### How to complete this task
Count every line below that holds "shirt". The answer is the number alone.

### Input records
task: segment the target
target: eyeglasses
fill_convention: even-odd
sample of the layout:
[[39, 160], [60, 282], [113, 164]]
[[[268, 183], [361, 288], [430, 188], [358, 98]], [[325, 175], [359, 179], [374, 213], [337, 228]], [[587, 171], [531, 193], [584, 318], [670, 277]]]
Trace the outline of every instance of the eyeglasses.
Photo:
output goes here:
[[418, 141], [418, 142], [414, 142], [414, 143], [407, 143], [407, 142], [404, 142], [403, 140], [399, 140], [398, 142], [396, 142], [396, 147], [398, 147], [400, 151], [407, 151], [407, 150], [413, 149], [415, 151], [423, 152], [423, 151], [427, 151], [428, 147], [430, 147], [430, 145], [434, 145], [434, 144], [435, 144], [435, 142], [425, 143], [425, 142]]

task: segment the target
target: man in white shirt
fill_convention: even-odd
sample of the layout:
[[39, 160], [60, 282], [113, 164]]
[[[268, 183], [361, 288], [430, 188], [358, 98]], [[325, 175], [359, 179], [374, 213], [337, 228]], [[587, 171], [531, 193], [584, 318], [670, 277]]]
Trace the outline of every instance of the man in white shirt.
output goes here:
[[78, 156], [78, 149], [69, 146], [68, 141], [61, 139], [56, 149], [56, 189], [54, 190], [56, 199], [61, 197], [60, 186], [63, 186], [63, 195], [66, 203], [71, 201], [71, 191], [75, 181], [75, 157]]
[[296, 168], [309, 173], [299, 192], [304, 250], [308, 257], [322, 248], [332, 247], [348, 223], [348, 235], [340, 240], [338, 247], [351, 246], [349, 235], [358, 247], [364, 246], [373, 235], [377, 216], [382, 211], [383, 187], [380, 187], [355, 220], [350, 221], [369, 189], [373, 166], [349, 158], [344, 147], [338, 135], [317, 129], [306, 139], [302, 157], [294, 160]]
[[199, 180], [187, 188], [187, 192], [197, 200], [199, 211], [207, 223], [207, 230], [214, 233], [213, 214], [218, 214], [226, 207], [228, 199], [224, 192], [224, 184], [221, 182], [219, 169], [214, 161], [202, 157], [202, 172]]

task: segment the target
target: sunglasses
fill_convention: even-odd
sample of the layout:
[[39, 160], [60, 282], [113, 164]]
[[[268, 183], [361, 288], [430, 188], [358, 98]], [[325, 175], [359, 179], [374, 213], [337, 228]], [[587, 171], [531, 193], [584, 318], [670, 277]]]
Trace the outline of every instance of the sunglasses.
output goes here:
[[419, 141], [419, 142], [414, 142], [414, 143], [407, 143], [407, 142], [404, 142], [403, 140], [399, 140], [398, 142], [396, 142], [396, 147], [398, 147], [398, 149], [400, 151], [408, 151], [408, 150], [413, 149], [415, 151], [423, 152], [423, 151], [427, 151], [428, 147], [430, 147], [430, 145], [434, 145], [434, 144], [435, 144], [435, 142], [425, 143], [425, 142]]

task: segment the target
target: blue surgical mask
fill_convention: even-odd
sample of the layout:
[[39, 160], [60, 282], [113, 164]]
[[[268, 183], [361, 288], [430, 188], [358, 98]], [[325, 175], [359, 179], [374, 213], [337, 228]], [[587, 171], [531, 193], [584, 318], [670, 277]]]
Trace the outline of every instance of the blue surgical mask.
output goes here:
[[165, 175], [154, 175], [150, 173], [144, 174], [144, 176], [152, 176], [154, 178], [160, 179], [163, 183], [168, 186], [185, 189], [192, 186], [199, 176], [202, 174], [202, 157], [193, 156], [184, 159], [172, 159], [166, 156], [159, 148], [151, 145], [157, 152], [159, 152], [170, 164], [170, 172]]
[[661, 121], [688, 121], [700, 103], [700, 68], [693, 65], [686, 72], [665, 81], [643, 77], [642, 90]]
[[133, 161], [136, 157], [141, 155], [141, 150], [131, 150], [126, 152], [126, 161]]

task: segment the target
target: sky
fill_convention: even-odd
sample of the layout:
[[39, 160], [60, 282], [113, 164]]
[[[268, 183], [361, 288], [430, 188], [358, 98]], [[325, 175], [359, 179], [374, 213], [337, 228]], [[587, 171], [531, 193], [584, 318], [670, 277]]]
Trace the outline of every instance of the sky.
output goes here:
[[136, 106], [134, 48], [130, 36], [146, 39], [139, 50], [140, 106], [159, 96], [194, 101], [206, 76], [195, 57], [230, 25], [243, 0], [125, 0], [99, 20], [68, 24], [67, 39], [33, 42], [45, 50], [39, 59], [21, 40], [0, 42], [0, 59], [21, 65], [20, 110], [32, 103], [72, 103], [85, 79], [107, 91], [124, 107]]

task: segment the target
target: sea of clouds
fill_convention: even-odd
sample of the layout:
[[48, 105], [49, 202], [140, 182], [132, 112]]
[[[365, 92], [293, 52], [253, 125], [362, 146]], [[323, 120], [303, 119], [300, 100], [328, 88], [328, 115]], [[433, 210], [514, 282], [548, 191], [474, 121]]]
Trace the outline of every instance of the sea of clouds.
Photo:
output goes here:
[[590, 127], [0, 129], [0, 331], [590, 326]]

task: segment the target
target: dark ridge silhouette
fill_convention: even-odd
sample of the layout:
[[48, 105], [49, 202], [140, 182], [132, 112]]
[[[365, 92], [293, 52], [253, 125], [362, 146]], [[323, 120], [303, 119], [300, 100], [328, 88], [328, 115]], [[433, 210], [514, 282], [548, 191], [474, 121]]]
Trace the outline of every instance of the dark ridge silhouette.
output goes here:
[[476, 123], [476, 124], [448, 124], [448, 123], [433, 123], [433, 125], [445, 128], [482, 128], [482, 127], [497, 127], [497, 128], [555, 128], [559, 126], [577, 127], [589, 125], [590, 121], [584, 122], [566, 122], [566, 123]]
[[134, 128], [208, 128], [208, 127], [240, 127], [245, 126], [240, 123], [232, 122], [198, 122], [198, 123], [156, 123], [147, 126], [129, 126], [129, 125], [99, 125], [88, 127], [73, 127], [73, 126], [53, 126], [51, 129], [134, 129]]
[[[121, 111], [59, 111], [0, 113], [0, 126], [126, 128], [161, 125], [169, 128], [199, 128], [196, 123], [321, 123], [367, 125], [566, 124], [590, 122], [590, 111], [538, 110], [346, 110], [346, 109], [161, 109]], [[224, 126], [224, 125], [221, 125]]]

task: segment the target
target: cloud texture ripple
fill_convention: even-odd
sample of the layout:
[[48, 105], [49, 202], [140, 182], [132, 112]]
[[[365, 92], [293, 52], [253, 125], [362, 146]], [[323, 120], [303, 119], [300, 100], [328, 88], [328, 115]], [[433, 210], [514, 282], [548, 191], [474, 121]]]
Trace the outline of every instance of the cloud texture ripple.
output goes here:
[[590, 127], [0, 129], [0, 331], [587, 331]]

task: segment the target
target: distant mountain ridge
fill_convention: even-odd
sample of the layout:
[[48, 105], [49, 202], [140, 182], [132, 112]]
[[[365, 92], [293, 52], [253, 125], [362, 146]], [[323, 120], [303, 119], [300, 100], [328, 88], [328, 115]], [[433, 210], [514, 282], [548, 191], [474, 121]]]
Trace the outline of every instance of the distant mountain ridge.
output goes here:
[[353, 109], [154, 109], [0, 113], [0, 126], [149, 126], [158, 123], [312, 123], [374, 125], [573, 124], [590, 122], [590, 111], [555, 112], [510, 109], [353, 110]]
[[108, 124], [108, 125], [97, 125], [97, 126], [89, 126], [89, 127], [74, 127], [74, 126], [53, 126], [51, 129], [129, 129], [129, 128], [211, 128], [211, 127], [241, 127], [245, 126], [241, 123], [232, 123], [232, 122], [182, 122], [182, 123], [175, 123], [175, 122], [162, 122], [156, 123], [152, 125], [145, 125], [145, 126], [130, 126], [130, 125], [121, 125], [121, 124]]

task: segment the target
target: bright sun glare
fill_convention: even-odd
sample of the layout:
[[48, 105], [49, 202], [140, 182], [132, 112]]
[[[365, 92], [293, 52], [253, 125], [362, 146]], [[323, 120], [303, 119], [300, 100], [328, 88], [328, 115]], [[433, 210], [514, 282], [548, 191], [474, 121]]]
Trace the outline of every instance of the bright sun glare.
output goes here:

### Answer space
2